Please answer from the comment thread below: in what year were Catholic seminaries investigated by the Vatican?

● **Selection**:
⁂
9 comments on “Mary Zeiss Stange on American Nuns: Not your parents' Sisters

  1. Words Matter says:

    A remarkably ignorant, ill-informed piece. Shouldn’t opinion be based on facts? Time doesn’t permit the fisking Stange deserves.

  2. Knapsack says:

    Click on the piece, though, to see the fascinatingly unconscious irony of the graphic . . . at least, it looks that way to me.

  3. FenelonSpoke says:

    I guess Dr. Stange is unaware that some of the orders experiencing the biggest growth are those that have traditional habits and are cloistered.
    I recommend the blog site”The Anchoress” which is by a conservative Catholic laywoman, and the site has some lovely photos and commentary about new sisters in contemplative orders. You just need to scroll down a bit:

    http://www.firstthings.com/blogs/theanchoress/

  4. austin says:

    There are few “muftis” more immediately recognizable than that of the progressive nun. It is a maliciously amusing pastime to greet grim elderly women in bulky suits and sensible shoes as “Sister” and observe the level of annoyance when they note they have been rumbled. More than one has asked me, “How did you know?”
    “Force of habit.”

  5. Alta Californian says:

    For one, Stange seems to forget that Catholic seminaries were thoroughly investigated by the Vatican in 2006 in the wake of the abuse scandals. So in a way the hierarchy HAS been checking on men in ordained ministry as well. I do think that if they are investigating women religious they should look at male orders as well.

    Secondly, as a friend of mine likes to say, people are always surprised and shocked when the Catholic Church states what it really believes, and (I would add) when it expects its clergy and members to own up to the vows they have taken and the creeds they recite. But then, it is a hard thing for us all to truly live up to those.

    Our culture likes the narrative of the free-spirit striving against the oppressive institution. It is much harder for it to understand the leaders of a community calling on its members to actually honor the promises they have made.

  6. Laura R. says:

    Stange’s article definitely seems biased to me. Words Matter #1, I’d be very interested in your fisk. Austin #4, you are so right about the progressive nuns’ outfits. I was fascinated to see, looking at the website for Mother Angelica’s community, that she and the sisters there have evidently returned to the habit she wore as a young nun (very pre-Vatican II).

  7. Laura R. says:

    I ought to have said that Mother Angelica is the foundress of EWTN.

  8. RobtA says:

    Normally I would not comment about the background of a writer, but I feel that in this case it is appropriate and useful.

    The article in USA Today was written by Mary Zeiss Stange, who has written numerous opinions about religion there. All are boilerplate leftist. Given her byline (professor of religious studies) and the fact that she went to a Catholic high school (named in her article), the uninformed reader might come to an erroneous conclusion.

    But in Mary’s previous articles, she had opined in favor of unrestricted abortions, same-sex married (Lutheran) clergy, the use of “holidays” rather than “Christmas,” and of course the “stained glass ceiling” for women in many religious sects. Thus, it is not surprising that she prefers the plainclothes “social justice” type of nun to the traditional, religious type, and that the accompanying graphic seems to indicate that the new type has ascended from the old, with the usual progressive mindset.
⁂
● **Given data**:

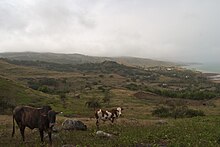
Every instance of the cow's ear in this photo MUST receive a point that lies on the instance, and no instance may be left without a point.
(44, 115)
(59, 112)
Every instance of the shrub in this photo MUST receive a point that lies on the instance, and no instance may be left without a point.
(177, 112)
(93, 104)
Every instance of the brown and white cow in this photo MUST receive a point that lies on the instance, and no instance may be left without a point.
(105, 115)
(42, 118)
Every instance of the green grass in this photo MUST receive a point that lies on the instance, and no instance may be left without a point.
(199, 131)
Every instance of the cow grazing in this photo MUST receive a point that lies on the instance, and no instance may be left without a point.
(42, 118)
(107, 115)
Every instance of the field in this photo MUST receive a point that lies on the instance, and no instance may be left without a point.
(68, 88)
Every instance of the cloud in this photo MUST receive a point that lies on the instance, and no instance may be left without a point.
(171, 30)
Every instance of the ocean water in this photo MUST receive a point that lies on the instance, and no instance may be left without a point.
(205, 67)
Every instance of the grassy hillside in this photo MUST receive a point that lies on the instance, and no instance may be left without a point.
(79, 59)
(140, 91)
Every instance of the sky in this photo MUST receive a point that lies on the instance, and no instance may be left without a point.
(173, 30)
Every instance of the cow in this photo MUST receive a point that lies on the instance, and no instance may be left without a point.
(42, 118)
(105, 115)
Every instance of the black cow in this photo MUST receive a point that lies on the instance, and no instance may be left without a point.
(42, 118)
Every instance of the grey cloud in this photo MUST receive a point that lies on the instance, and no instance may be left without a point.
(171, 30)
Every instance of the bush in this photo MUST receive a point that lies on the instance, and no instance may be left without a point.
(177, 112)
(93, 104)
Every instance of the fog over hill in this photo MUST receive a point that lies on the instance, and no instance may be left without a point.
(79, 59)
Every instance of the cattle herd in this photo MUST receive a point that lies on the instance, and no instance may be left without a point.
(44, 119)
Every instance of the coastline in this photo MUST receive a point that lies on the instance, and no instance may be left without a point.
(213, 75)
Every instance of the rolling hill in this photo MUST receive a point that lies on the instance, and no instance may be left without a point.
(79, 59)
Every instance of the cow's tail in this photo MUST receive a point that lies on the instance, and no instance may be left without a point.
(13, 131)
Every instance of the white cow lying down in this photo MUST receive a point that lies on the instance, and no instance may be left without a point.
(107, 115)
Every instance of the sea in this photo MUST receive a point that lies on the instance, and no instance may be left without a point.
(213, 68)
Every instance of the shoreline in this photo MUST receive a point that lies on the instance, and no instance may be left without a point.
(211, 75)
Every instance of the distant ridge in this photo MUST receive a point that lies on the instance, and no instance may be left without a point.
(80, 59)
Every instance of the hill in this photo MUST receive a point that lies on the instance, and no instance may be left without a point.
(79, 59)
(151, 97)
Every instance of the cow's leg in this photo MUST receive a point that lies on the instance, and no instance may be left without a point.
(22, 128)
(49, 134)
(41, 135)
(97, 123)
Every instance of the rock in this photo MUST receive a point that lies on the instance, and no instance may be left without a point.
(73, 125)
(103, 134)
(161, 122)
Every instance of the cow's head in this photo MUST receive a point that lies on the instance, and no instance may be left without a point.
(119, 109)
(52, 118)
(49, 119)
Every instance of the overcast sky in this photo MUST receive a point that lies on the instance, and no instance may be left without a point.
(180, 30)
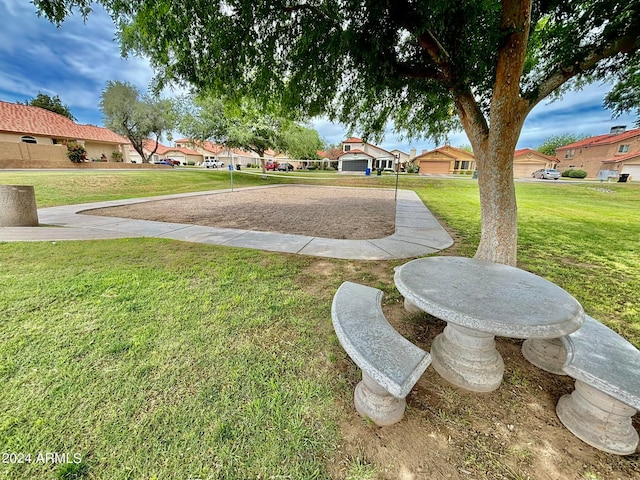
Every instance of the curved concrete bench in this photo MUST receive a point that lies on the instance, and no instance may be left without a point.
(391, 365)
(606, 368)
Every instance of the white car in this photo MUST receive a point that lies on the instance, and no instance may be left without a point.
(211, 163)
(546, 174)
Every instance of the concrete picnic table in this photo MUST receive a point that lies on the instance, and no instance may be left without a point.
(480, 300)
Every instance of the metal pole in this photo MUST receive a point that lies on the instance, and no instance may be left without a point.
(397, 172)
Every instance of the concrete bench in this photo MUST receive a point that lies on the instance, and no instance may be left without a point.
(606, 368)
(391, 365)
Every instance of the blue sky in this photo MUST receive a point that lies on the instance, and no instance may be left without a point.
(77, 59)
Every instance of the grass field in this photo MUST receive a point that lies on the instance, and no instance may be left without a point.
(156, 359)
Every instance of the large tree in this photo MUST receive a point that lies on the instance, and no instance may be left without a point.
(53, 104)
(414, 62)
(138, 117)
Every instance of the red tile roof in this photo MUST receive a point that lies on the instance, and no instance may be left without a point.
(524, 151)
(27, 120)
(356, 151)
(622, 158)
(606, 139)
(213, 147)
(150, 144)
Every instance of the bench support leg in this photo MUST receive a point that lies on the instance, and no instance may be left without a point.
(374, 402)
(411, 307)
(598, 419)
(467, 358)
(546, 354)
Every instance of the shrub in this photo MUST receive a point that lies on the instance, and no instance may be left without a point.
(412, 168)
(76, 152)
(572, 173)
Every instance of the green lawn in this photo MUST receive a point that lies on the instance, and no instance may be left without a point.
(157, 359)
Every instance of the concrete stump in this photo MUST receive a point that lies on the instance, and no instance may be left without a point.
(374, 402)
(467, 358)
(18, 206)
(598, 419)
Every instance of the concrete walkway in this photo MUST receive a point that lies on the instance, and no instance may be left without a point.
(417, 232)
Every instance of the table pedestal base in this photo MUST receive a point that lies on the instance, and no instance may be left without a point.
(374, 402)
(598, 419)
(546, 354)
(467, 358)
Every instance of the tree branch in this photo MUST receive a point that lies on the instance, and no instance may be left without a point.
(557, 78)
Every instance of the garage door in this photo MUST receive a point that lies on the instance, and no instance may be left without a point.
(633, 171)
(435, 167)
(178, 158)
(354, 165)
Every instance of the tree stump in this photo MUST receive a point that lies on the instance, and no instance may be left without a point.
(18, 206)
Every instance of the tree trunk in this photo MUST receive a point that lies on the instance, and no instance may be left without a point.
(499, 230)
(494, 142)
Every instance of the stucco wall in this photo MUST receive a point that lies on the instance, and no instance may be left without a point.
(32, 151)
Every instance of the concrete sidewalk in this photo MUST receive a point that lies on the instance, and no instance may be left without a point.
(417, 232)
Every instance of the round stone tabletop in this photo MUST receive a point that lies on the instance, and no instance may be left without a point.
(489, 297)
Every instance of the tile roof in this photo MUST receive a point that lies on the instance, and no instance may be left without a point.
(622, 158)
(356, 151)
(449, 151)
(606, 139)
(214, 148)
(150, 144)
(524, 151)
(27, 120)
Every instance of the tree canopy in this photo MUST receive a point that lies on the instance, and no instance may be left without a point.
(426, 65)
(138, 117)
(242, 123)
(53, 104)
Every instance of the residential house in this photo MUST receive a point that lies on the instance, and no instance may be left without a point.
(183, 155)
(526, 161)
(33, 134)
(445, 160)
(403, 158)
(214, 151)
(604, 156)
(359, 156)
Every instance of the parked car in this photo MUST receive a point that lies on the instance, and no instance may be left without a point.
(546, 174)
(285, 167)
(211, 163)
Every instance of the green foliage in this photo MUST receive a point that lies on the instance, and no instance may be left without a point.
(76, 152)
(574, 173)
(138, 117)
(552, 143)
(53, 104)
(109, 348)
(302, 142)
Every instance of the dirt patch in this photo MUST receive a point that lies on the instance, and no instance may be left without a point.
(328, 212)
(447, 433)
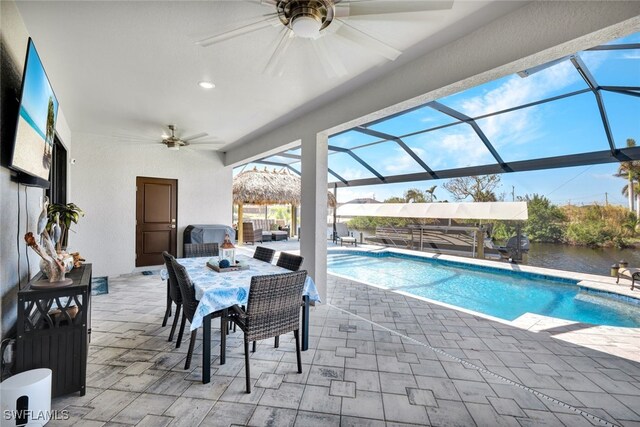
⁂
● **Exercise answer**:
2006